- _Objective_: Rewrite each line of the data below as an item in a numbered list, leaving out blank lines.

Rows from a dataset:
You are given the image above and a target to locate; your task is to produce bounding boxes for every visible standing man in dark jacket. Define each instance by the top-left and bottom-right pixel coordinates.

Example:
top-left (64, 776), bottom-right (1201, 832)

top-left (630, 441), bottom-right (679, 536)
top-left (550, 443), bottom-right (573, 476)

- _Task result_:
1. You are given the image above and a target to locate; your task is to produce bounding boxes for every visible standing man in dark jacket. Define each instance by the top-left and bottom-right pixel coordinates.
2. Example:
3. top-left (64, 776), bottom-right (1201, 832)
4. top-left (630, 441), bottom-right (679, 536)
5. top-left (550, 443), bottom-right (573, 476)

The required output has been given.